Thanks as always for your helpful comments!
First off, an unrelated point: You really
shouldn't ever modify loopy
kernels in-place, such as by assigning to
What would be the correct way of modifying the kernel such that it is
schedulable (without the in-place instruction attribute modification)?
Creating a copy with the modified instructions?
From: Andreas Kloeckner [mailto:firstname.lastname@example.org]
Sent: Friday, February 3, 2017 8:43 PM
To: Nick Curtis <nicholas.curtis(a)uconn.edu>du>; loopy(a)tiker.net
Subject: Re: [Loopy] Question on reductions
Nick Curtis <nicholas.curtis(a)uconn.edu> writes:
Rather than continue to clutter up the github repo
(issue #81) with
what is likely my own lack of understanding on reductions, I thought
I'd move my question to the listmail.
I have a kernel that functions similarly to the below, and I am
wondering if the sum reduction can be parallelized over 'i', that is
by splitting 'i' and assigning the inner tag to 'l.0'
After some fiddling, I have managed to get the kernel schedulable,
however I am encountering an error "instruction 'sum_i_outer_init'
does not use all local hw axes".
I believe this is most likely due to the fact that the end assignment
`a[0, j]` does not vary with 'i' (and hence the local hardware axis)
Is this reduction possible? Or even advisable?--I'm guessing only at
much larger sizes of 'i', but this would be an option that could be
turned on as the problem size 'i' grows.
First off, an unrelated point: You really shouldn't ever modify loopy
kernels in-place, such as by assigning to instruction attributes.
Essentially all of loopy assumes that kernels are immutable, for e.g.
caching. Doing this is bound to end in tears.
Next, what you're encountering is more a restriction of GPU programming
generally rather than one of loopy. The problem is that an entire kernel
needs to have a single work group size. In your example, while the reduction
over i_inner is parallel (and uses all elements of the work group), the
initialization of the i_outer reduction does not use all work group elements
(in loopy-speak: does not have an iname tagged l.0), and that's what the
complaint is about.
In your case, parallelizing over j is more promising, since parallel
reduction should be a last resort if all other source of parallelism are
exhausted, because of the (by comparison) low efficiency.
Hope that helps,

Written request 1:
Reproduce the part of the thread on loopy reductions from "I have a kernel" to "immutable, for e.g.".
The rows below have no connection to the thread above.

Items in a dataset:
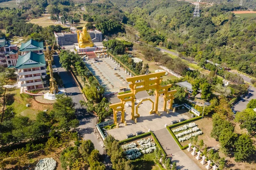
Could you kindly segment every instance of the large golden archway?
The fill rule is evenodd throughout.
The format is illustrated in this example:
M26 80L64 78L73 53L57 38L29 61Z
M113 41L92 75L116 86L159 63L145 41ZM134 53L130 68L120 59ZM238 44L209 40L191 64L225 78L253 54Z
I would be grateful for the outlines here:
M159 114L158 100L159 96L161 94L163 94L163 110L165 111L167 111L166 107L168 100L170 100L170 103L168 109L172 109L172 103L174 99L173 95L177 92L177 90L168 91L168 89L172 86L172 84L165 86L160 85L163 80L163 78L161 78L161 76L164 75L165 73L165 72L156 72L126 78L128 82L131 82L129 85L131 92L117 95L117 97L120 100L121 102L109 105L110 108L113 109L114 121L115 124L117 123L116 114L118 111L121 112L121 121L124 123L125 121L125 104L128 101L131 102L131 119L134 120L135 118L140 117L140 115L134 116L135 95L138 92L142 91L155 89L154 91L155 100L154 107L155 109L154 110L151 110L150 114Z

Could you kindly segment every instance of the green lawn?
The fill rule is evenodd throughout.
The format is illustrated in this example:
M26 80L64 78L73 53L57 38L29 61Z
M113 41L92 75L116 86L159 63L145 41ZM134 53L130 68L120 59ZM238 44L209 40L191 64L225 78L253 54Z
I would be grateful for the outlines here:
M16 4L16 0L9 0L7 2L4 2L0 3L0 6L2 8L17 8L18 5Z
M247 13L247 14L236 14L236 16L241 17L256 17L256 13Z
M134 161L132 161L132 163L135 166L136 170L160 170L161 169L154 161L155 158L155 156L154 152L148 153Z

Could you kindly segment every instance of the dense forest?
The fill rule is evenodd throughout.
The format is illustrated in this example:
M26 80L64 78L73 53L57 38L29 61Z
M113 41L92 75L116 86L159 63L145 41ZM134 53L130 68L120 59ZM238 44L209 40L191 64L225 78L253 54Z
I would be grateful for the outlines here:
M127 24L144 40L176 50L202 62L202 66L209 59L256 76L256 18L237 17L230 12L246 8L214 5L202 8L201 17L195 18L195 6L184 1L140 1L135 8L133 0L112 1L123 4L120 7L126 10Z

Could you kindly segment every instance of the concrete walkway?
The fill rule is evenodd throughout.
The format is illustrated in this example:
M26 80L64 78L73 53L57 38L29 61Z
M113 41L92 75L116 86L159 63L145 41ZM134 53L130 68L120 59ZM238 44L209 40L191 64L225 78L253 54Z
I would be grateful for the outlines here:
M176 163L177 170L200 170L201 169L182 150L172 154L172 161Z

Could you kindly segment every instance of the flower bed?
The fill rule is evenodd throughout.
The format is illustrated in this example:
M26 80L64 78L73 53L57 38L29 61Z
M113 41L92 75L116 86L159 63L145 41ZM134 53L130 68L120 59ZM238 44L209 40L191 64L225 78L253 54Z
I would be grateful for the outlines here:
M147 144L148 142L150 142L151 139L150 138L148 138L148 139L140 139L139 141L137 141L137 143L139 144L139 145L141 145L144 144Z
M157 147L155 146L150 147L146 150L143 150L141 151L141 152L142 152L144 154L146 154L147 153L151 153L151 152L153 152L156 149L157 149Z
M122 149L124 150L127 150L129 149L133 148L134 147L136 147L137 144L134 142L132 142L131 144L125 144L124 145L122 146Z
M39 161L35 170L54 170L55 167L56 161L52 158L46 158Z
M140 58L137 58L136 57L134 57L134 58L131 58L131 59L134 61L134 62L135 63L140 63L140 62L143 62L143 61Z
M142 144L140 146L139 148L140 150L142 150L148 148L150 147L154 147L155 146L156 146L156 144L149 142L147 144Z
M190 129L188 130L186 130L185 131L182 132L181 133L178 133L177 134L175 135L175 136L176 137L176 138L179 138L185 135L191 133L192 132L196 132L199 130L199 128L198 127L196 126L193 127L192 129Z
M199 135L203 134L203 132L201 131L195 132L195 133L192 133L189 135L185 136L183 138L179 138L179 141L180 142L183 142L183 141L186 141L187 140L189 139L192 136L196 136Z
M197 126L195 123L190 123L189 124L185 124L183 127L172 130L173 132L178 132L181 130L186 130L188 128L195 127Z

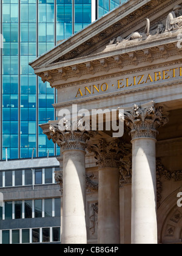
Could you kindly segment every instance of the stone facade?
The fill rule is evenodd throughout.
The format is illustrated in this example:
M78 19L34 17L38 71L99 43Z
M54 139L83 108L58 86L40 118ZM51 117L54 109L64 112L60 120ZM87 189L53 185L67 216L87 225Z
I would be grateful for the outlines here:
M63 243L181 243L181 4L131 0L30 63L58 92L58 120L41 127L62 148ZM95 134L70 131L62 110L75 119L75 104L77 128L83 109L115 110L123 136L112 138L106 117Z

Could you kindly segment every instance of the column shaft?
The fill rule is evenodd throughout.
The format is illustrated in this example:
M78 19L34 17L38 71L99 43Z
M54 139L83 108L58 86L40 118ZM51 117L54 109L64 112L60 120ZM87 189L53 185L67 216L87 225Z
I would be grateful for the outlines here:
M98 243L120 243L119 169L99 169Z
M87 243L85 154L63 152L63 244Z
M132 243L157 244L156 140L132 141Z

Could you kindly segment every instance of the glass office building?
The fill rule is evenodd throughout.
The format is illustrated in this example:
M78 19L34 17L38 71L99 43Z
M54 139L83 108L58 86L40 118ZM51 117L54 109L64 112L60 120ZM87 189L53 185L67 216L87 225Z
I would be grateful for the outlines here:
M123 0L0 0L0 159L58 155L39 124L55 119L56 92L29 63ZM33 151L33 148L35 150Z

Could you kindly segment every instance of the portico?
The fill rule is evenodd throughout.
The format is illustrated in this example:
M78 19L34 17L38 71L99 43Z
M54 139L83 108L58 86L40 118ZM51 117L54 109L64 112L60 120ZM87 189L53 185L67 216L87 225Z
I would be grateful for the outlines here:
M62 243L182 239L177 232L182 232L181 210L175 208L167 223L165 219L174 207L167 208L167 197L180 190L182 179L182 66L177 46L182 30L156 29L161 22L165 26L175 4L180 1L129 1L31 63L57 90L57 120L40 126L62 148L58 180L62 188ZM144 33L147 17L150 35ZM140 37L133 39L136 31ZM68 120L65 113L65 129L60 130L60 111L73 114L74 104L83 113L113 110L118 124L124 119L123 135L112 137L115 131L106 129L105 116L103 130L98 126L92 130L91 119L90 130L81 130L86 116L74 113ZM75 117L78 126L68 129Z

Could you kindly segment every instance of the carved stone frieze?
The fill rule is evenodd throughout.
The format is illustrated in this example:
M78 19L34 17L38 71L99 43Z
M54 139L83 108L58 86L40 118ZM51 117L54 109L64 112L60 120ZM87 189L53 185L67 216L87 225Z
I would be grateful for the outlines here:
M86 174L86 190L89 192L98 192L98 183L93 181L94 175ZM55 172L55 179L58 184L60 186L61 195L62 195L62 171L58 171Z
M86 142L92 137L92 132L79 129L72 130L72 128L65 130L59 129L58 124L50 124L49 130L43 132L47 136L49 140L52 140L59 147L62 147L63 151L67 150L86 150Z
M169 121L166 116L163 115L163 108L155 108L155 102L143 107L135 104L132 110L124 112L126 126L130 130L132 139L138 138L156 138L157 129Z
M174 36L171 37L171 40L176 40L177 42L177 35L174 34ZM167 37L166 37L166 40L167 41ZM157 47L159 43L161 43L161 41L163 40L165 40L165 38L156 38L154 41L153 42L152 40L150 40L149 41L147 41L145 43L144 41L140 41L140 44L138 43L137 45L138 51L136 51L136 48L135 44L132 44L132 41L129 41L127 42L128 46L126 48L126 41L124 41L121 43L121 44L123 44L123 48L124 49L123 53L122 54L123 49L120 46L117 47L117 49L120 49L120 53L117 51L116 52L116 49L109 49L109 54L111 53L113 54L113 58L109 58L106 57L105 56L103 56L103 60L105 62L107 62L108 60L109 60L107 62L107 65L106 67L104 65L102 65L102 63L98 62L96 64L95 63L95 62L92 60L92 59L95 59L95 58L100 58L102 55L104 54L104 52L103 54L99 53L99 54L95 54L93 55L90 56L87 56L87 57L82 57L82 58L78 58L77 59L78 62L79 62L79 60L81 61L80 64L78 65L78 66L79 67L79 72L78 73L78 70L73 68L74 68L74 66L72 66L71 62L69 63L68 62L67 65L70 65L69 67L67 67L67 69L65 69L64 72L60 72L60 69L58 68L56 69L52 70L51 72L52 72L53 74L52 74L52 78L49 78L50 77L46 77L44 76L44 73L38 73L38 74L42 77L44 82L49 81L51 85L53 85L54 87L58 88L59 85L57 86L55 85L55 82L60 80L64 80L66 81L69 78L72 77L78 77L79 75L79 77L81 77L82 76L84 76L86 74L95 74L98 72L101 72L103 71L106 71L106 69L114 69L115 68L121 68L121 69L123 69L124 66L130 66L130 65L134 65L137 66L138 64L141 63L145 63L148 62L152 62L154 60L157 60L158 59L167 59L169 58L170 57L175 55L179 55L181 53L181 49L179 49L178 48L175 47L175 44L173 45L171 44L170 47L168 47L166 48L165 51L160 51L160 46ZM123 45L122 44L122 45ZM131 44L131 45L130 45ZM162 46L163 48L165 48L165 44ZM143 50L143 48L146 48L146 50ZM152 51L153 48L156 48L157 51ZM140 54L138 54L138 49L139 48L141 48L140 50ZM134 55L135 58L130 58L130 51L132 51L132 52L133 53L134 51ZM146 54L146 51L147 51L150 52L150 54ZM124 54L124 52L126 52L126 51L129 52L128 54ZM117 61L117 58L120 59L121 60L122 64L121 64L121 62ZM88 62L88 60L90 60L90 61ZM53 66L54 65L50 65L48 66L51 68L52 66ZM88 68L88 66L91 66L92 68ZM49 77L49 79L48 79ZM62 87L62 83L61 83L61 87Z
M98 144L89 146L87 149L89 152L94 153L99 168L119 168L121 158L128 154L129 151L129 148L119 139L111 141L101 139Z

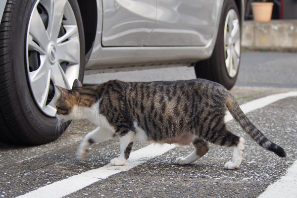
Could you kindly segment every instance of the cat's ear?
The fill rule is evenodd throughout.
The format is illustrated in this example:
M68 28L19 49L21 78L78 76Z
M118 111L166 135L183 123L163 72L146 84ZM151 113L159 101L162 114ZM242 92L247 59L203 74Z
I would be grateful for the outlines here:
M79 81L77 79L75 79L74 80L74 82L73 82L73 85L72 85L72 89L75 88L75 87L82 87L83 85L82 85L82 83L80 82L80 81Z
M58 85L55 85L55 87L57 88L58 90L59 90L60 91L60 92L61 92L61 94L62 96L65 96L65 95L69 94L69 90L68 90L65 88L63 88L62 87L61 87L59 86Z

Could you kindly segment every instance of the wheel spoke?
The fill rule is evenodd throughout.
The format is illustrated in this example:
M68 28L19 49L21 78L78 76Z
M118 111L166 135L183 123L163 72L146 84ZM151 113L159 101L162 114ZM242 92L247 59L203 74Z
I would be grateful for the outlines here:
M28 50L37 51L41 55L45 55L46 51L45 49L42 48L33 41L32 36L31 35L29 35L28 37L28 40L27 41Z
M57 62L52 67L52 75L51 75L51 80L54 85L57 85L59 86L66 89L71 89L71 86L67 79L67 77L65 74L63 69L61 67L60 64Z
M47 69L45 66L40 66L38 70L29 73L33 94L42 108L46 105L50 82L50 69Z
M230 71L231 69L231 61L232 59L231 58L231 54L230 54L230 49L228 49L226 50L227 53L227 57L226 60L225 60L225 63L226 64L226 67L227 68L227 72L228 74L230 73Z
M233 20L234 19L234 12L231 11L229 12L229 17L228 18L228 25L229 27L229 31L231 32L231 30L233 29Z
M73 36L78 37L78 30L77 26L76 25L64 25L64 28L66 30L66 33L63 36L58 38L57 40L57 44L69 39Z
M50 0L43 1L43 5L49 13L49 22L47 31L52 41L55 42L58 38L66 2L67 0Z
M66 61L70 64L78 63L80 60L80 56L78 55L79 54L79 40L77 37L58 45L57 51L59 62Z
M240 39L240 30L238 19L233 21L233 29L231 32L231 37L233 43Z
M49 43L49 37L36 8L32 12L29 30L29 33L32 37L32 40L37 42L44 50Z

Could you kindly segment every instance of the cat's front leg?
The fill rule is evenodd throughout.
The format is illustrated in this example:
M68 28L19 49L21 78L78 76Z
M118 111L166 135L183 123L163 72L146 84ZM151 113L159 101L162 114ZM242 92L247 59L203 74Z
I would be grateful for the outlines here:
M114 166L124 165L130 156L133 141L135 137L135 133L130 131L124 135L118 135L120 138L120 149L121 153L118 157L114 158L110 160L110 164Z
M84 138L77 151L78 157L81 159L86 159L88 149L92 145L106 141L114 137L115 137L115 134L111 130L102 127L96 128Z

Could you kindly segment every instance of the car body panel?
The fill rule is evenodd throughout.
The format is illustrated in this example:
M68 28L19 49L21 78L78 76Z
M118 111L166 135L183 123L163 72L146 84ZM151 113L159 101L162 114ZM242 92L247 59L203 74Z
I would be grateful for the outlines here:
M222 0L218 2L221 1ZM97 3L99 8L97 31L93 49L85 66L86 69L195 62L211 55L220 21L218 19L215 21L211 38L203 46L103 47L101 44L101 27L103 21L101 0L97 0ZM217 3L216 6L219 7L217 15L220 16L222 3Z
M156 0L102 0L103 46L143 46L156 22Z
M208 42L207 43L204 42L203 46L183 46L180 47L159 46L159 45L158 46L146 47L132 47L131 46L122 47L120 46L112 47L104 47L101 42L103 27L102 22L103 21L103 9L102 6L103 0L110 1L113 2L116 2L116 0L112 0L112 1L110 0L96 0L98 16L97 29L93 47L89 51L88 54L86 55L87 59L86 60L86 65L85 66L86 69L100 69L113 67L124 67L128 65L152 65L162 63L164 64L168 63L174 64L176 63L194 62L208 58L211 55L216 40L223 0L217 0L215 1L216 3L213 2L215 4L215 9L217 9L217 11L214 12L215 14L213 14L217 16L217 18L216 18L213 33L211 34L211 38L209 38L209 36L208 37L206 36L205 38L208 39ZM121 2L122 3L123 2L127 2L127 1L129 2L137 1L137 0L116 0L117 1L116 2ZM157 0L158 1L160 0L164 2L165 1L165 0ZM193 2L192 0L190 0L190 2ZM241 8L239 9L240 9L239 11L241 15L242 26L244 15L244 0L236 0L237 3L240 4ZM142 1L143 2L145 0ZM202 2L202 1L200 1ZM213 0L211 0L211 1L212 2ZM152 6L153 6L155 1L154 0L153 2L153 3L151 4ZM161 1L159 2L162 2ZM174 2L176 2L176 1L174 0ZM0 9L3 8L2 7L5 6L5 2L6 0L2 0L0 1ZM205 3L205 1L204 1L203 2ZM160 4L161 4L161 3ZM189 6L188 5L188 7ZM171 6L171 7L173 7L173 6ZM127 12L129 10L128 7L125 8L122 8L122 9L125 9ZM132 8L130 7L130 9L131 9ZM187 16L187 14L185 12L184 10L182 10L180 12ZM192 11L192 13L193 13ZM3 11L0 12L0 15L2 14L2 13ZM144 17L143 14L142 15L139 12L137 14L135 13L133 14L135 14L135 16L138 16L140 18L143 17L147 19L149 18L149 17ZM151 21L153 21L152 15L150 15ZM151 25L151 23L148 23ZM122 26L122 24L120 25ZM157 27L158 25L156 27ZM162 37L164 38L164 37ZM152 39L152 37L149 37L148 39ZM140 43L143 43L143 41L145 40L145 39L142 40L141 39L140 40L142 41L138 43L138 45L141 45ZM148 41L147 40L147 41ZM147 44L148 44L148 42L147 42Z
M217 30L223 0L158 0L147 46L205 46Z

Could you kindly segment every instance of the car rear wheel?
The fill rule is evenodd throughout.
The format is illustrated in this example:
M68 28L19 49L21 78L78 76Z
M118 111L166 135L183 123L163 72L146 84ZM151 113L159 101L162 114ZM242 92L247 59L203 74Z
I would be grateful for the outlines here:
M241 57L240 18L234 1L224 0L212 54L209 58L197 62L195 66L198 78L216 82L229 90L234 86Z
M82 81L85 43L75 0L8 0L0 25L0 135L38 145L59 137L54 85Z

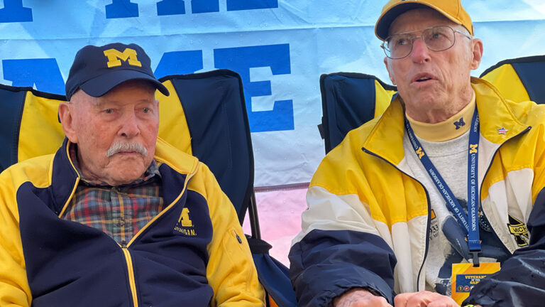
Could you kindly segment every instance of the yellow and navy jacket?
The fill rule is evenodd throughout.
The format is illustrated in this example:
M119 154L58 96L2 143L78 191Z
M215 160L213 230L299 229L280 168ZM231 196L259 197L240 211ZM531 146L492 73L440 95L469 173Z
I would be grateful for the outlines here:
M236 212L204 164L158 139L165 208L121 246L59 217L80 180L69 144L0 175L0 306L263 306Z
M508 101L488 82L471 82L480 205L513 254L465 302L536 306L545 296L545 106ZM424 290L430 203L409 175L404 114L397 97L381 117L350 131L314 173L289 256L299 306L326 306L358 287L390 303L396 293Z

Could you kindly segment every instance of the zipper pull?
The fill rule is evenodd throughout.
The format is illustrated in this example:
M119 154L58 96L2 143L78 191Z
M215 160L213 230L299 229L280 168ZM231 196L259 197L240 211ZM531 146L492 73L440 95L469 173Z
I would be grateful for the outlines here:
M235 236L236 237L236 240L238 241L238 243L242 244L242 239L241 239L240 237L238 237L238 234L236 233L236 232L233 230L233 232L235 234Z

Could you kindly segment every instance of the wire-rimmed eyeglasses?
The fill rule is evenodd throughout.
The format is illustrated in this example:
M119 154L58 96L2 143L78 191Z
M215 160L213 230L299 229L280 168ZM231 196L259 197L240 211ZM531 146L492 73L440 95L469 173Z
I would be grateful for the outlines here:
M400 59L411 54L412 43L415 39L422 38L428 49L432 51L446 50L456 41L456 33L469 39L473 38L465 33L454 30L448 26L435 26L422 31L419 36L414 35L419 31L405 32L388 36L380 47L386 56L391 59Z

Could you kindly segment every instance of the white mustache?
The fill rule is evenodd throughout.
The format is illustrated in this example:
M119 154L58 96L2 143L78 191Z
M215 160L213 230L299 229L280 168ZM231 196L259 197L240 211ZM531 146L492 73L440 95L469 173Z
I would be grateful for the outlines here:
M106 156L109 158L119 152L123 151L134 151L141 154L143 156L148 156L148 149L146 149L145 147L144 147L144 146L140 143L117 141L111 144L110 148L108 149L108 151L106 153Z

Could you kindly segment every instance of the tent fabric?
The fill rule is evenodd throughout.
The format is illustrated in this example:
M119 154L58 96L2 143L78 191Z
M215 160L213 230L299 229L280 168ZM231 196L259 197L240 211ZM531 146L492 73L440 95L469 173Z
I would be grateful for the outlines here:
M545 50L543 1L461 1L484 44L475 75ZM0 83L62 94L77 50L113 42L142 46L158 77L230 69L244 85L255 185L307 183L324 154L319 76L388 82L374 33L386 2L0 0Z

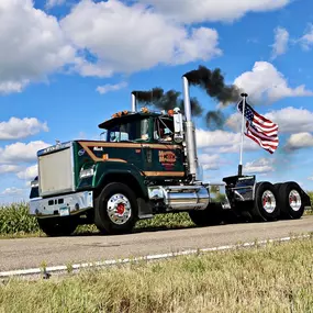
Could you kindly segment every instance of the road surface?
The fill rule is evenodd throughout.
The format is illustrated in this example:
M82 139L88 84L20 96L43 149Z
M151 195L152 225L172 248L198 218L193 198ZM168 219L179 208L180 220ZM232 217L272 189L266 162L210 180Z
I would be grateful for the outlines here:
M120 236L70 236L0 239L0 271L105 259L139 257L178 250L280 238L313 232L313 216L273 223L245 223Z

Written request 2:
Turn the lines of the rows from the line with "Could you kindly segment every instance of the dense" to the line with "M127 24L144 40L176" into a Markdown table with the columns Number and Row line, leaving out blank lines.

Written reply 1:
I have a kernel that functions similarly to the below, and I am
wondering if the sum reduction can be parallelized over 'i', that is
by splitting 'i' and assigning the inner tag to 'l.0'
After some fiddling, I have managed to get the kernel schedulable,
however I am encountering an error "instruction 'sum_i_outer_init'
does not use all local hw axes".
I believe this is most likely due to the fact that the end assignment
`a[0, j]` does not vary with 'i' (and hence the local hardware axis)
Is this reduction possible? Or even advisable?--I'm guessing only at
much larger sizes of 'i', but this would be an option that could be
turned on as the problem size 'i' grows.
First off, an unrelated point: You really shouldn't ever modify loopy
kernels in-place, such as by assigning to instruction attributes.
Essentially all of loopy assumes that kernels are immutable, for e.g.

Written reply 2:
| Number | Row line |
|---|---|
| 1 | Could you kindly segment every instance of the dense forest? |
| 2 | The fill rule is evenodd throughout. |
| 3 | The format is illustrated in this example: |
| 4 | M26 80L64 78L73 53L57 38L29 61Z |
| 5 | M113 41L92 75L116 86L159 63L145 41ZM134 53L130 68L120 59ZM238 44L209 40L191 64L225 78L253 54Z |
| 6 | I would be grateful for the outlines here: |
| 7 | M127 24L144 40L176 50L202 62L202 66L209 59L256 76L256 18L237 17L230 12L246 8L214 5L202 8L201 17L195 18L195 6L184 1L140 1L135 8L133 0L112 1L123 4L120 7L126 10Z |